== YOUR ASSIGNMENT ==
The task calls for an exact copy of the records, without any images.

== STORED DATA ==
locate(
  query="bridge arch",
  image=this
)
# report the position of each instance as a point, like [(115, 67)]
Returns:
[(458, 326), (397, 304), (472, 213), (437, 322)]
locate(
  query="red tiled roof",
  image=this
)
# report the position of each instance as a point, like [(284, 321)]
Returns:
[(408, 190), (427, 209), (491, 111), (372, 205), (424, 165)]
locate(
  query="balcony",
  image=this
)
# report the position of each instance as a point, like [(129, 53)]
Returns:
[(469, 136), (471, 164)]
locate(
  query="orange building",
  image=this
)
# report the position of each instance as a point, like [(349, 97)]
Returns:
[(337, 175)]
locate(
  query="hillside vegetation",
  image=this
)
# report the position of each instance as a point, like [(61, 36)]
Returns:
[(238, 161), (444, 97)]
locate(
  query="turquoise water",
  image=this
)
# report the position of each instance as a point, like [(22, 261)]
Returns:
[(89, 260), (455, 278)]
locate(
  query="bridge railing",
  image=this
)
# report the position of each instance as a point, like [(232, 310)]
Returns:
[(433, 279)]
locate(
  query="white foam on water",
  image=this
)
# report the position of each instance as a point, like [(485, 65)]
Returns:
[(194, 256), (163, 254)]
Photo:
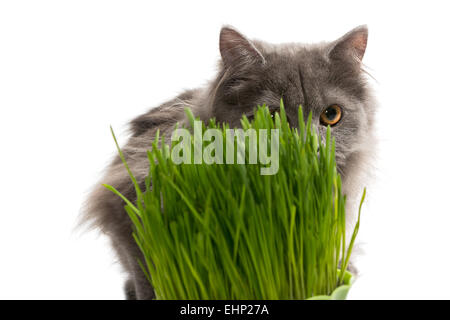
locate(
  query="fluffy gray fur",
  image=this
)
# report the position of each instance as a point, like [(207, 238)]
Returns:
[(250, 73)]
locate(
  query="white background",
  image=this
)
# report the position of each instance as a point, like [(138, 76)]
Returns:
[(69, 69)]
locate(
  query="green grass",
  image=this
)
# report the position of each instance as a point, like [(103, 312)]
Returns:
[(224, 231)]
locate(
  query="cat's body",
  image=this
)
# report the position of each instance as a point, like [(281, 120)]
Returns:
[(250, 73)]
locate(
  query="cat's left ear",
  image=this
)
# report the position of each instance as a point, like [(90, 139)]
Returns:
[(237, 50), (351, 46)]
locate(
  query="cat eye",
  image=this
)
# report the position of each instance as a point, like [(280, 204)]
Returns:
[(251, 117), (331, 115)]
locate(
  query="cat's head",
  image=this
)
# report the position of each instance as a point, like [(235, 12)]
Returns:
[(327, 79)]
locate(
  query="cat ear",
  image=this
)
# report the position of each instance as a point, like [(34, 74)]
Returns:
[(237, 49), (351, 46)]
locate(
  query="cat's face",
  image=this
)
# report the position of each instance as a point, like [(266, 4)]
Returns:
[(326, 79)]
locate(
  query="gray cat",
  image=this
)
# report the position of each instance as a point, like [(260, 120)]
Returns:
[(327, 79)]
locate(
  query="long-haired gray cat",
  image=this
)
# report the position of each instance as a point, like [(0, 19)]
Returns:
[(327, 79)]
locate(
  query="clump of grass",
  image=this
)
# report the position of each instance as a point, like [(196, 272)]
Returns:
[(224, 231)]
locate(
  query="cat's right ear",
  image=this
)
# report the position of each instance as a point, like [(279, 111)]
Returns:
[(237, 50)]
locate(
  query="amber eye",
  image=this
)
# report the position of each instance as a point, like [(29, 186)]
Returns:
[(331, 115)]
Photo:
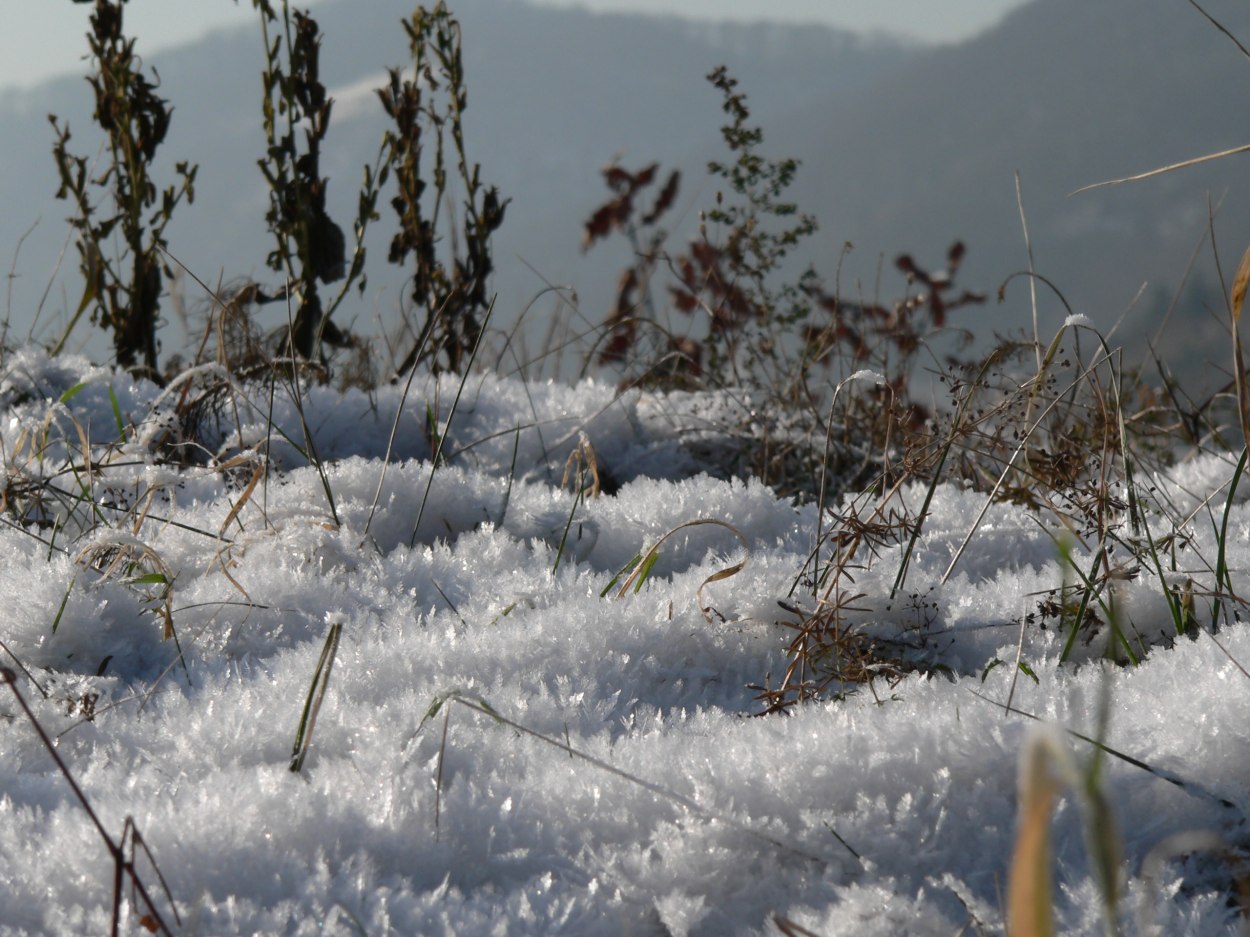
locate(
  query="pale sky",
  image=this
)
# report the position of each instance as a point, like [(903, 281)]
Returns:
[(44, 38)]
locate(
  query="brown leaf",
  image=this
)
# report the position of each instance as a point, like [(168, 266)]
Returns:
[(1239, 285)]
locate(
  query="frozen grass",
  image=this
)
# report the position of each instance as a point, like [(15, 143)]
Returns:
[(476, 723)]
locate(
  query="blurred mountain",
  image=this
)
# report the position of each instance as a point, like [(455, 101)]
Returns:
[(1065, 93), (554, 95), (904, 149)]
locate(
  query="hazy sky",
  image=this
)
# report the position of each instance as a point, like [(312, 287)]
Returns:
[(44, 38)]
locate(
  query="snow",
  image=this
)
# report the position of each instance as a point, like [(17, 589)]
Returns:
[(628, 786)]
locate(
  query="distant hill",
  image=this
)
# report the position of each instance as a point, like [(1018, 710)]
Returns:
[(904, 149), (553, 96), (1066, 93)]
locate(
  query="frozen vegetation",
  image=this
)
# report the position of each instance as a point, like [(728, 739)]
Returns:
[(508, 741)]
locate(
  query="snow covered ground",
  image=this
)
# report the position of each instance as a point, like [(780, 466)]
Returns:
[(626, 786)]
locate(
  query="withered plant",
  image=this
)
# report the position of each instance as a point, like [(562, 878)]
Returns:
[(309, 246), (120, 252), (448, 292)]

== YOUR RESPONSE ==
locate(
  query="bridge arch",
  image=this
)
# report the position of each instance as a point, like [(115, 67)]
Returns:
[(458, 326), (397, 304), (472, 213), (437, 322)]
locate(
  query="red tiled roof",
  image=this
)
# report the position of each instance as a point, like [(284, 321)]
Returns:
[(408, 190), (427, 209), (491, 111), (372, 205), (424, 165)]
locate(
  query="balcony",
  image=this
)
# report the position of each instance as a point, like [(129, 53)]
Returns:
[(469, 136), (471, 164)]
locate(
  query="orange building",
  image=this
)
# report the position of each instance as a point, like [(349, 97)]
Returns:
[(337, 175)]
locate(
  query="hillside vegetation",
  image=this
)
# report the position of each instance as a point, like [(61, 36)]
Returns:
[(238, 161), (444, 97)]
locate(
  query="turquoise water",
  image=this
)
# report the position of each instance as a point, like [(22, 261)]
Returns:
[(89, 260), (455, 278)]
locate(
  query="bridge railing",
  image=this
)
# report the position of each instance as a point, like [(232, 310)]
Returns:
[(433, 279)]
locate(
  query="white foam on water",
  image=this
)
# report the position of each instance as a point, like [(485, 65)]
Returns:
[(194, 256), (163, 254)]
Photo:
locate(
  query="fluffy gray fur",
  image=this
)
# report the position of each instance as a point, like [(207, 238)]
Returns:
[(250, 73)]
locate(
  query="white background",
  image=this
)
# report the position of each instance as a point, like [(138, 76)]
Returns:
[(69, 69)]
locate(
  query="green grass",
  image=this
)
# report the position of each instance as a point, like [(103, 312)]
Returns:
[(224, 231)]
locate(
  query="cat's body",
  image=this
)
# report the position of each instance as a point, like [(281, 120)]
Returns:
[(250, 73)]
locate(
  query="cat's left ear",
  image=this
)
# report the position of each instance as a point, like [(90, 139)]
Returns:
[(237, 50), (351, 46)]
locate(
  query="cat eye",
  image=this
)
# report the position of each instance as a point, like [(280, 204)]
Returns:
[(251, 117), (331, 115)]
locate(
  query="cat's head",
  image=this
)
# report the position of each instance as a point, like [(235, 12)]
Returns:
[(327, 79)]
locate(
  query="cat ear",
  image=this
)
# report the position of each instance as a point, like [(34, 74)]
Returns:
[(237, 49), (351, 46)]
locate(
  query="cat's face",
  image=this
)
# report the position of each instance as a point, like [(266, 4)]
Returns:
[(326, 79)]
locate(
  query="gray cat",
  image=this
)
# report the position of each instance as a point, like [(260, 120)]
Returns:
[(327, 79)]
locate(
  query="long-haired gray cat",
  image=this
)
# report the position of each instance as a point, like [(0, 19)]
Returns:
[(327, 79)]
locate(
  query="clump of grass",
  image=this
)
# report the position of each instance as a point, like [(196, 272)]
Returns:
[(224, 231)]
locate(
  query="cat's right ear",
  image=this
)
# report the position of each instance as a point, like [(279, 111)]
Returns:
[(237, 50)]
locate(
  query="amber eye",
  image=this
)
# report the position of each instance as a point, like [(29, 186)]
Returns:
[(331, 115)]
Photo:
locate(
  query="pale sky",
  image=this
)
# report the position of each instance as a point, like [(903, 281)]
Returns:
[(44, 38)]
locate(
  query="brown leaf",
  image=this
)
# report the position of each instance as a point, like [(168, 266)]
Returns:
[(1239, 285)]
locate(
  query="frozen grass",
  image=this
)
# report the position of each instance as a point, like [(15, 143)]
Returns:
[(476, 723)]
locate(
  query="blurred mountain",
  image=this
)
# report the position of each instance as a point, like [(455, 101)]
Returns:
[(1065, 93), (554, 95), (904, 149)]
locate(
  query="hazy sky",
  image=this
)
# report the position of each instance as a point, like [(312, 287)]
Returns:
[(44, 38)]
locate(
  query="snow",
  image=this
)
# report the position of each instance as a point, like [(17, 589)]
Returns:
[(628, 786)]
locate(
  query="distant hill",
  image=this
)
# report the position of each instance as a point, like [(1018, 710)]
Returns:
[(904, 149), (553, 96), (1066, 93)]
locate(
  query="frozen vegetation",
  image=this
)
# report the position of each instance as a point, like [(728, 739)]
Returns:
[(508, 741)]
locate(
  query="snow covered ground",
  image=this
)
# report the position of each instance as a point, like [(780, 466)]
Returns:
[(626, 786)]
locate(
  query="withered plant",
  image=this
)
# report the position of each instance as a point, like [(562, 878)]
Returns:
[(309, 246), (120, 252), (448, 292)]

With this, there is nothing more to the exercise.